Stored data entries
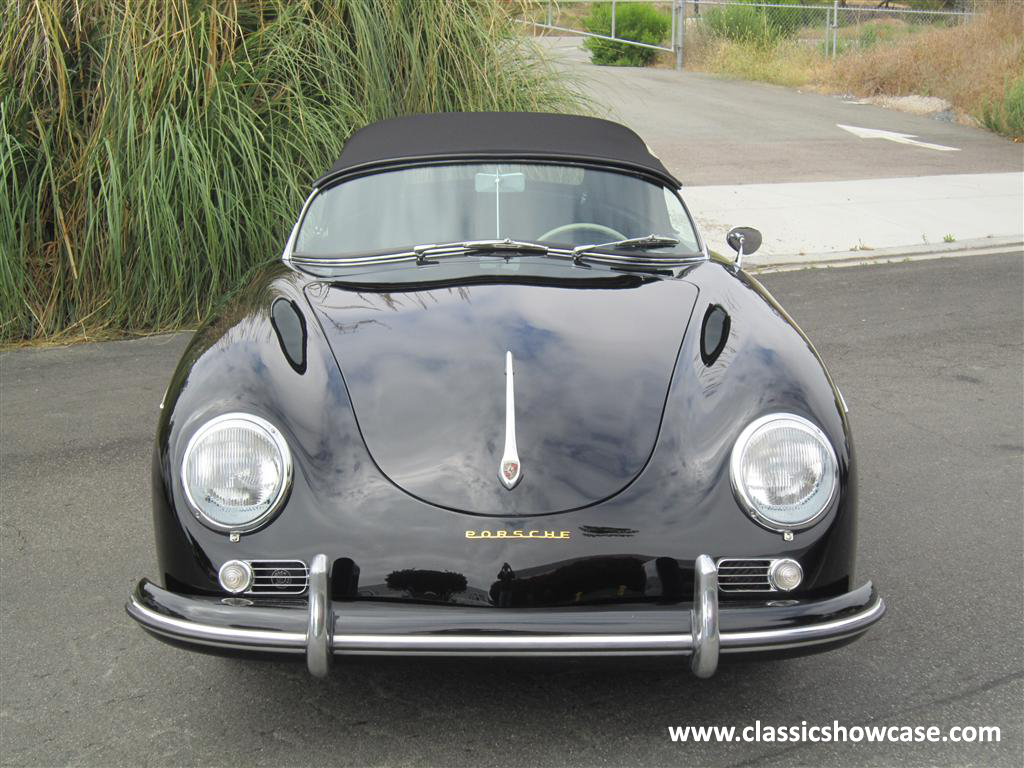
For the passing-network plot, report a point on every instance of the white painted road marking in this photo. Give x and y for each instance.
(899, 138)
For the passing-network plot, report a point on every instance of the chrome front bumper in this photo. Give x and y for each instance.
(321, 629)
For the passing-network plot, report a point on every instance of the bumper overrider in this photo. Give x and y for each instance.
(321, 629)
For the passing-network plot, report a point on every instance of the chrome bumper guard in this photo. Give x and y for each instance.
(321, 641)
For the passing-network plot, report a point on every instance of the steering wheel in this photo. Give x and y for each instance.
(582, 225)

Problem statement
With the pictures omitted, reproduce the records in full and exactly.

Response to the task
For the passing-network plot, report a point on every instance of the white painted road marking in this photo. Give x and y for each instance.
(899, 138)
For the passing-network plot, report a point on every instance of the chrome front bumper in this photo. Give x and y for each instance.
(321, 629)
For the passing-network plot, report a point on every instance of the bumper overrider in this photo. Give x and y for each instance.
(321, 629)
For the passing-network plot, report a point on every instance of the chrome bumper guard in this photo. Give x and y for each instance.
(321, 641)
For the passing-network plot, report a point on every instance of the steering wheel in this photo. Give x and y for each instance.
(582, 225)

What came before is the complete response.